* **What this exercise asks**
**A.** Please decide whether each statement agrees with the B. fragilis abstract: (i) B. fragilis is a Gram-negative anaerobe; (ii) B. fragilis makes up most of the gut Bacteroides; (iii) B. fragilis is the Bacteroides most often isolated from human infections. Answer yes or no for each and quote the deciding words.
**B.** Summarize the B. fragilis abstract in two sentences.
(Exercise passage)
Identification of genes required for the survival of B. fragilis using massive parallel sequencing of a saturated transposon mutant library
1 GLAVAHCS, Bldg. 115 Room 312 11301 Wilshire Blvd, Los Angeles, CA 90073, USA
2 UCLA School of Medicine, Los Angeles, CA, USA
3 Division of Geographic Medicine and Infectious Disease, Tufts Medical Center, Boston, MA 02111, USA
BMC Genomics 2014, 15:429 doi:10.1186/1471-2164-15-429Published: 4 June 2014
Bacteroides fragilis is a Gram-negative anaerobe that is normally a human gut commensal; it comprises a small percentage of the gut Bacteroides but is the most frequently isolated Bacteroides from human infections. Identification of the essential genes necessary for the survival of B. fragilis provides novel information which can be exploited for the treatment of bacterial infections.
(End Exercise passage)
(Record excerpts)
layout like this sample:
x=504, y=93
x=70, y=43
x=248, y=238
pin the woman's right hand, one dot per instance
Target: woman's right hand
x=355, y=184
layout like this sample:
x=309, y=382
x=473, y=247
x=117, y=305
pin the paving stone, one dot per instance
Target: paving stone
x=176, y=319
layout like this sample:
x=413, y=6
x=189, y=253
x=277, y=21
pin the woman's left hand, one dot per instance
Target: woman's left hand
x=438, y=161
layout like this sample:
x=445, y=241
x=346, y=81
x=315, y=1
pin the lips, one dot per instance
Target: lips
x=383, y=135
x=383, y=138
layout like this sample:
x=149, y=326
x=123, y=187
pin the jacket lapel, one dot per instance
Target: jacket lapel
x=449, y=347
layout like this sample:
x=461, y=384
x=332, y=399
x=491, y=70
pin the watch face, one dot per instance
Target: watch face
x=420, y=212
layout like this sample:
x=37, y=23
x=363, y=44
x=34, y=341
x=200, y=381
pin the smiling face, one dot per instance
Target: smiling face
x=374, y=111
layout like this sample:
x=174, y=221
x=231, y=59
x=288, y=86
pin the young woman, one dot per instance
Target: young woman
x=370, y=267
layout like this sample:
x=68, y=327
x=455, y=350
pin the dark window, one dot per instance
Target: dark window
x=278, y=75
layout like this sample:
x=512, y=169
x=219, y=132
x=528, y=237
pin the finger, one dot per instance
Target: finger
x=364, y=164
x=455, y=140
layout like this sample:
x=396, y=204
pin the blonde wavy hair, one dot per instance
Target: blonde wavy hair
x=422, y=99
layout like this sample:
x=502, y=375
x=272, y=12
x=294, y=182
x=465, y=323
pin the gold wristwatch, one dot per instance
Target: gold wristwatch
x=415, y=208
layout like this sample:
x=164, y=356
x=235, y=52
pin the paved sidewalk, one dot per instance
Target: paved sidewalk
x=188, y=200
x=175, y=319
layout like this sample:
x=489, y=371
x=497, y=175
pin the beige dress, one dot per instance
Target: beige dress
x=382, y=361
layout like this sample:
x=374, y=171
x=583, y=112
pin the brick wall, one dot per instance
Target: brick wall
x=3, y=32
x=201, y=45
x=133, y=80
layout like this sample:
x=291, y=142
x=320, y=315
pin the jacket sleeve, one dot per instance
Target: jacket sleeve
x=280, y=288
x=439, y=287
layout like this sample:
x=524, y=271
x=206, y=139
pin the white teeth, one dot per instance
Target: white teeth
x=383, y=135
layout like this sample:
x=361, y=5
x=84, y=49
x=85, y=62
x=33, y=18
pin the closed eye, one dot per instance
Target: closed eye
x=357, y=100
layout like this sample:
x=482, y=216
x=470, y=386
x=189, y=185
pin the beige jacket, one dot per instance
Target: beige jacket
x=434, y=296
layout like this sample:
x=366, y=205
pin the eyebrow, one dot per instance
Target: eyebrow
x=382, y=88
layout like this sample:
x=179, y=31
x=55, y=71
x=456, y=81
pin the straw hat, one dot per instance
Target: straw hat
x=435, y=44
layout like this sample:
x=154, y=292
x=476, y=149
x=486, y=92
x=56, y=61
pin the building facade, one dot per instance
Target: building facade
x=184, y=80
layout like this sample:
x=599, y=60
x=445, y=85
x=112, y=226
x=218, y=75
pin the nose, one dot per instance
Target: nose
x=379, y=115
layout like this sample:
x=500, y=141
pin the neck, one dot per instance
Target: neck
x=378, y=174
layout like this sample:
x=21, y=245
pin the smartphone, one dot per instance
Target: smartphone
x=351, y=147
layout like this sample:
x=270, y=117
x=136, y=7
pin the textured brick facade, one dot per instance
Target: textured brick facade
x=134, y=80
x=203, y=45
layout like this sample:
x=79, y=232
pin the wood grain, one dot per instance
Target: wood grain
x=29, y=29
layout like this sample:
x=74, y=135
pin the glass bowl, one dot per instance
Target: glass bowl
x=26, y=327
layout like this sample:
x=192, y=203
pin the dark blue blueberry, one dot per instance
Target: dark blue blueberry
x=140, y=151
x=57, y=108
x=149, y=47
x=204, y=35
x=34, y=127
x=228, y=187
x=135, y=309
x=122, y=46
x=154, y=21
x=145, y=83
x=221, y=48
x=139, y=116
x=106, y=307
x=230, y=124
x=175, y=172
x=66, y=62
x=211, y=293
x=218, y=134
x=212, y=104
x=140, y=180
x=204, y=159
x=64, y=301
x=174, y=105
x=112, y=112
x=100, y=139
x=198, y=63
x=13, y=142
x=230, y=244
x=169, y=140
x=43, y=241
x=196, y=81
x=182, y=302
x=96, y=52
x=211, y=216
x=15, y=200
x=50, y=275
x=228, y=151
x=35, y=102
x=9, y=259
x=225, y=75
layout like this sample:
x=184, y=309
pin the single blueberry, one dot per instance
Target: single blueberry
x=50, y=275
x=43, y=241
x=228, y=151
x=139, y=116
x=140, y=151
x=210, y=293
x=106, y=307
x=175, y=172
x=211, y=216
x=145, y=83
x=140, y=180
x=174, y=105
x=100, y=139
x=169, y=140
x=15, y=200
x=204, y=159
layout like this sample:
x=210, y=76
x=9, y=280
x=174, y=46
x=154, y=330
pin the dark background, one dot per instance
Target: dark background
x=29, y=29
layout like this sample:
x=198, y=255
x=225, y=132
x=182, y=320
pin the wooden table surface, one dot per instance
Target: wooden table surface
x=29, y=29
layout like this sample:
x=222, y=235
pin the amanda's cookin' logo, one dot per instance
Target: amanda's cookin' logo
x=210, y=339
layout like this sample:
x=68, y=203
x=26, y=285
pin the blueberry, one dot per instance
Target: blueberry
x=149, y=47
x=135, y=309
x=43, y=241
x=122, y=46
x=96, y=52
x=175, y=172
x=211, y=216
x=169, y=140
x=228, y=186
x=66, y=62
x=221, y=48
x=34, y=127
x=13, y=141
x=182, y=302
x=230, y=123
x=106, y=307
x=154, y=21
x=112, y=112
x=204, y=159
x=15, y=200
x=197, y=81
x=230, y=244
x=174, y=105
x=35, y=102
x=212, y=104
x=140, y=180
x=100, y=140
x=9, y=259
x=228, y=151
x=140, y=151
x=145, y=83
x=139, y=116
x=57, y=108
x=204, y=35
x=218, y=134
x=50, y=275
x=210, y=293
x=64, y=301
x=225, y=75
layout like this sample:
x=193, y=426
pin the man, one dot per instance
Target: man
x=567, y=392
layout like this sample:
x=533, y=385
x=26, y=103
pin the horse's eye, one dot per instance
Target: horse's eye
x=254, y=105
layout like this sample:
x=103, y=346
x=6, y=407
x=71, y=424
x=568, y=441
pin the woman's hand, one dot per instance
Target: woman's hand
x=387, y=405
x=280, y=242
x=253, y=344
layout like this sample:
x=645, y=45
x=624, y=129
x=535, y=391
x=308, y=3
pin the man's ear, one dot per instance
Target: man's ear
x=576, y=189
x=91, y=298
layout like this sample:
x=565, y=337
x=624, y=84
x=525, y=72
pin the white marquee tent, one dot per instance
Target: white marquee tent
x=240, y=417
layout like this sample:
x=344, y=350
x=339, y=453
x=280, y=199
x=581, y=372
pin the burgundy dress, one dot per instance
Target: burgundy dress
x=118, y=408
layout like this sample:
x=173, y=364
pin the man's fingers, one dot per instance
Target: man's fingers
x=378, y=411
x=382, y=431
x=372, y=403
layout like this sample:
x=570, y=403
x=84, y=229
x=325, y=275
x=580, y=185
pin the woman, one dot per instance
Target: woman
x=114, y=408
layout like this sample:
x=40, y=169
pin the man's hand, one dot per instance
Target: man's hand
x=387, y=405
(End Record excerpts)
* **Response list**
**A.**
(i) Yes: "Bacteroides fragilis is a Gram-negative anaerobe"
(ii) No: "it comprises a small percentage of the gut Bacteroides"
(iii) Yes: "is the most frequently isolated Bacteroides from human infections"

**B.** Bacteroides fragilis is a Gram-negative anaerobe and normally a human gut commensal. It forms only a small share of the gut Bacteroides but is the one most often isolated from human infections, and identifying the genes essential to its survival offers new information that can be used to treat bacterial infections.